# ACTION ITEM:
In the article on multiple sclerosis below, what are often the first warning signs of the disease?
+++ DOCUMENT EXTRACT
Thousands of South Africans are affected by Multiple Sclerosis (MS). It’s a chronic and progressive degenerative autoimmune disease, which affects the brain and the spinal cord, causing a range of symptoms that can make the condition difficult to diagnose.
Around 45 percent of people affected by MS live normal and productive lives. In about 40 percent of people, the disease may lead to some or other form or degree of disability.
Symptoms of MS
People with MS lose the insulating myelin coverings of nerve cells. Symptoms include difficulty walking, clumsiness, tremors, involuntary eye movements, speech disorders, memory and vision loss. Eyesight problems such as blurred or double vision, or blindness in one eye, are often the first warning signs. Sensations such as pins and needles, pain, or loss of feeling in the limbs are also common. MS cannot be cured and sufferers often experience periods where the symptoms worsen for a time, then disappear again for a while.
Causes and risk factors
MS is twice more common in women than in men and it is usually diagnosed in people aged between 20 and 40. While MS is not directly inherited, it seems there may be a genetic predisposition. There may also be a link between iron metabolism and MS. Iron is an essential component for healthy myelin sheaths and, in susceptible people, low levels of iron may lead to a loss of myelin and the progression of MS.
Cures and treatments
The progression of MS can be slowed down and the symptoms treated. Cape Town neurologist Dr Andrew Frost explains, ‘There is a wide variation in the course of the illness. Treatment options now include medications, which have been proven to alter the course of the illness and reduce the rate of relapses (MS attacks). Other treatments are aimed at managing symptoms such as fatigue, spasticity, pain, depression, and urinary incontinence. Many patients use additional alternative medical therapies. Most of these therapies are of unproven benefit, but many patients find them helpful.’
Take good care of yourself!
Dr Frost says, ‘It’s important that patients understand the benefit of a sensible approach to moderate exercise, a good diet, enough sleep and a healthy lifestyle.’
The MS Support Group stresses the importance of adapting to a healthier, well-balanced lifestyle adding that ‘A positive attitude is a definite plus!’
- Deal with stress: stress can worsen the symptoms. Cut back on financial commitments and make practical changes to your lifestyle, such as relaxation techniques like yoga, meditation, counselling or massage.
- Keep fit: help your immune system by keeping fit, and maintaining good muscle tone and strength to help with your balance and coordination. Exercise is also a valuable tool in fighting depression.
- Listen to your body: overdoing things can escalate your symptoms and may trigger a relapse. Pay attention to your body, stop and take a rest.
- Recharge your batteries: people with MS may need to sleep late in the morning, take a nap during the day, and go to bed early.
- Keep cool: you may be more sensitive to heat and humidity, so install air conditioning or use a fan.
- Keep in touch: don’t isolate yourself, maintain relationships and friendships.
- Eat well: include adequate fibre in your diet to prevent constipation. Your goal should be to eat five fruits and vegetables daily.
- Drink lots of water: many people with MS experience bladder problems. A healthy fluid intake can help limit problems or infections. Don’t drink less to cut down on visits to the toilet because this can make problems worse – concentrated urine encourages infection, irritates the bladder and can also cause constipation.
++++++
+++ GIVEN ENTRIES
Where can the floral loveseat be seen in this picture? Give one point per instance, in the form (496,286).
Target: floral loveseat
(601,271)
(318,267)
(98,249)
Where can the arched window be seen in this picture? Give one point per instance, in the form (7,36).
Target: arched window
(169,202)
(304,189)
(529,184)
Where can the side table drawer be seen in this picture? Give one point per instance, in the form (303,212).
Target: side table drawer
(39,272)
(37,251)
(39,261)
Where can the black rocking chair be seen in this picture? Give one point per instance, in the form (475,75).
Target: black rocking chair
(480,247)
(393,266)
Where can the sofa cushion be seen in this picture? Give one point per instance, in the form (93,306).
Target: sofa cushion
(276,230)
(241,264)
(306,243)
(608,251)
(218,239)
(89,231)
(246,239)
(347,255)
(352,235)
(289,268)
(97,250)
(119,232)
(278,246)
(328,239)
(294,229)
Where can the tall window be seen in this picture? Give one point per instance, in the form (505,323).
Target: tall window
++++++
+++ GIVEN ENTRIES
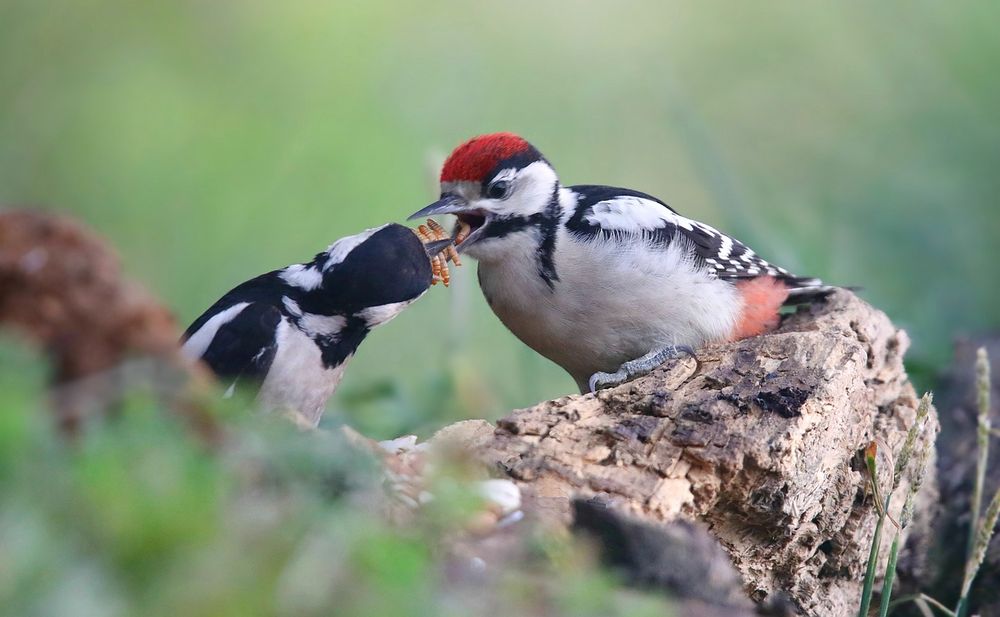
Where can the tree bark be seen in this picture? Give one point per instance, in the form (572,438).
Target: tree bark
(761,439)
++++++
+++ GIVEN ENTRIES
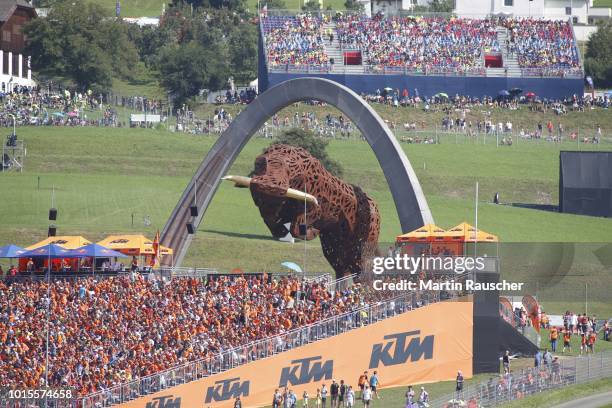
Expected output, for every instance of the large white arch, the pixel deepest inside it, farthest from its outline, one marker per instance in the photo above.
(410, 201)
++++++
# EXERCISE ANSWER:
Eyesight problems, such as blurred or double vision or blindness in one eye, are often the first warning signs.